*TEXTE FOURNI*:
Dr Pierrette Herzberger-Fofana est conseillère municipale d'Erlangue en Bavière. Originaire du Sénégal, elle revient dans cette contribution sur l'engagement du gouvernement allemand d’investir massivement en Afrique.
La chancelière allemande, Angela Merkel, veut inciter les grands dirigeants du monde à plus investir en Afrique. Le lundi 12 juin  2017,  l’Allemagne a donné le coup d’envoi d’une conférence intitulée "Partenariat avec l’Afrique". Auparavant, le 17 mai, le ministère de la Coopération allemande avait célébré une "Journée de l’Afrique" qui avait pour thème "Les transferts de fonds de la diaspora". De nombreux experts africains vivant en Allemagne y ont pris part et ils ont unanimement rejeté l’expression "Plan Marshall avec l’Afrique", en référence au Plan Marshall des Etats-Unis consacré à la reconstruction de l’Allemagne après la Seconde Guerre mondiale. L’expression "Plan Merkel" a été lancée par le président ivoirien Alassane Ouattara. Elle a été reprise en boucle par ses pairs africains.

L’Afrique n’est pas à reconstruire. Elle doit plutôt se développer en faisant appel à toutes les forces vives du continent et en mettant en place les conditions qui favorisent un développement harmonieux et la création d’emplois pour les jeunes. Comme l’a souligné la Chancelière, le nouveau partenariat avec l’Afrique n’est pas de décider "pour" l’Afrique mais de discuter "avec" l’Afrique.

Jusque-là, les programmes de développement initiés dans les bureaux feutrés allemands n’ont pas donné les résultats escomptés. Madame Merkel a lancé un appel à investir en Afrique pour notamment limiter l’émigration vers l’Europe. Seul le développement de l’Afrique pourrait faire cesser le flux migratoire vers l’Europe et arrêter cette saignée de jeunes Africains qui laissent leur vie dans le "ventre de l’Atlantique" et de la Méditerranée. La nouvelle politique se résume en ces mots: inciter les pays "champions de réformes" à redoubler d’efforts. Le ministre de la Coopération a déclaré: "Ceux qui peuvent démontrer qu’ils œuvrent en faveur de leur pays et de leurs populations recevront un volume d’aide financière plus important". Un tel discours de la carotte et du bâton est contraire à la politique de l’opposition et ne s’accorde pas avec son idéologie. Les Verts et la Gauche ont fustigé cette nouvelle forme de partenariat avec les pays africains. 

Critique de l’opposition des Verts et la Gauche
Pour le parti "Die Linke" (La Gauche), "une telle politique est dangereuse pour l’avenir du continent africain et ne sert qu’à assurer les intérêts économiques des pays riches et de leurs filiales sur les marchés africains". Claudia Roth (Bündnis 90/die Grünen. Les Verts) Vice-présidente au Parlement allemand, a reproché au ministre de la Coopération "de passer sciemment sous silence la co- responsabilité du gouvernement allemand en ce qui concerne la pauvreté et les inégalités sociales en Afrique".

*CONSIGNE*:
Poursuivez le texte sur le partenariat de l'Allemagne avec l'Afrique à la suite de sa dernière phrase.

*ENREGISTREMENTS*:
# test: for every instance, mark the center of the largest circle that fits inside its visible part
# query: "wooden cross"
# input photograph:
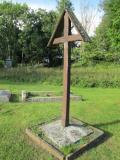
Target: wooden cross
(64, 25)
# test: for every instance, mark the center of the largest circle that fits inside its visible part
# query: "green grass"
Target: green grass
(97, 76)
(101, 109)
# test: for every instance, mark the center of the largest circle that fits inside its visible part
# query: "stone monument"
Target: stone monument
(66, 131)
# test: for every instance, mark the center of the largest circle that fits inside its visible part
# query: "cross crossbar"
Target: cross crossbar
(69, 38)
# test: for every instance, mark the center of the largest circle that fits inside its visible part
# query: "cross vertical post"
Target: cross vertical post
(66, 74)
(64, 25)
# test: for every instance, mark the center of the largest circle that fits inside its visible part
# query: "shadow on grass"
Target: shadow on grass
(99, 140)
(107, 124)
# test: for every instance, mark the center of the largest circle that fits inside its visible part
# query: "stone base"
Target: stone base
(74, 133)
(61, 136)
--
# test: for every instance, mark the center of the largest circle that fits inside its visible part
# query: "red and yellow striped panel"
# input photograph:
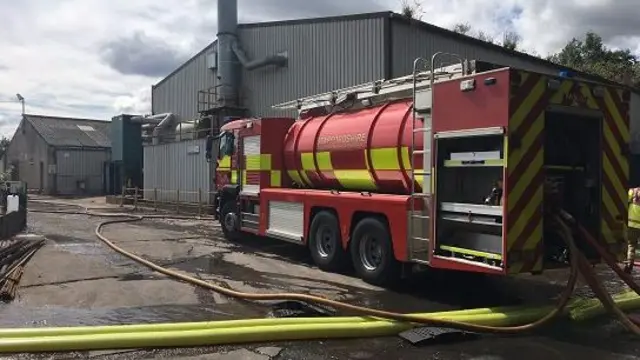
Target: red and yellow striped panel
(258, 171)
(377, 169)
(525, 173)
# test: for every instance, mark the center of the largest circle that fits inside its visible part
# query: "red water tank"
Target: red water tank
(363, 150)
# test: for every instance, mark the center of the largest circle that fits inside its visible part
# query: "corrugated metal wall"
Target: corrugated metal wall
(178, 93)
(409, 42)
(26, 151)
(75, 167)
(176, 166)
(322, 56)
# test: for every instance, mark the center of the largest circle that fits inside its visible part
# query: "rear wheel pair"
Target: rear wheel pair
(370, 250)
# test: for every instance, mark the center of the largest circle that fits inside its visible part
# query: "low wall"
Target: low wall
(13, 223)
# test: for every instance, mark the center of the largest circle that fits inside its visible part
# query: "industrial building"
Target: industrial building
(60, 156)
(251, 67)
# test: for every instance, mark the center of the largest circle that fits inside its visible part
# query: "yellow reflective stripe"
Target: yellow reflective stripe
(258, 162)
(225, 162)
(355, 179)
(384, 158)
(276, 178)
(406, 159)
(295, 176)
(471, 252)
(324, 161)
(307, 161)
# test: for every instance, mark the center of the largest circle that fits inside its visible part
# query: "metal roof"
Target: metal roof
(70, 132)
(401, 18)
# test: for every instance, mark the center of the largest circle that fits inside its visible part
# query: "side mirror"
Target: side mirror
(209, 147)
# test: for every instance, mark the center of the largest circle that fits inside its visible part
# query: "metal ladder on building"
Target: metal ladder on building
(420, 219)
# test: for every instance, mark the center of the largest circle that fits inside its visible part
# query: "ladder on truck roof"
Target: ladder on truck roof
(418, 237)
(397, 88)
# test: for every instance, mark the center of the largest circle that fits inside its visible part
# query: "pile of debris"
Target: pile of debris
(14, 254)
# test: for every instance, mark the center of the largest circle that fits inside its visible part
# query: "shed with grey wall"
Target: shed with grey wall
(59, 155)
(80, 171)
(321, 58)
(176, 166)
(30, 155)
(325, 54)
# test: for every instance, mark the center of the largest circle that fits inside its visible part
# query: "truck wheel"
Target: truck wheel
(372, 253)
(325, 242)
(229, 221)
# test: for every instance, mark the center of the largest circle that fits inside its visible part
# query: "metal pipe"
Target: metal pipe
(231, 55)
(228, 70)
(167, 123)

*RÉPONSE FINALE*:
Dans son allocution, la Chancelière a mis l’accent sur les points suivants: création d’emplois dans les pays africains, réduction du nombre de réfugiés vers l’Europe, plus d’investissements européens en Afrique, offre d’une enveloppe de 300 millions d’euros (soit  environ 448 millions de dollars, 20 milliards de francs CFA) d’aide supplémentaire aux trois pays qui sont considérés comme "champions des réformes". Ce sont la Côte d’Ivoire, le Ghana et la Tunisie.

L’ancienne ministre de la Coopération SPD (Parti social-démocrate) exige que l’Union européenne ouvre de meilleurs débouchés aux produits africains sur le marché intérieur européen. Les organisations non gouvernementales ont également élevé leurs voix. Elles ont déploré que le développement ne soit vu que sous l’angle d’investissements financiers. Elles constatent qu’en se focalisant uniquement sur les investisseurs, seuls leurs intérêts sont pris en considération au détriment de celui des populations locales.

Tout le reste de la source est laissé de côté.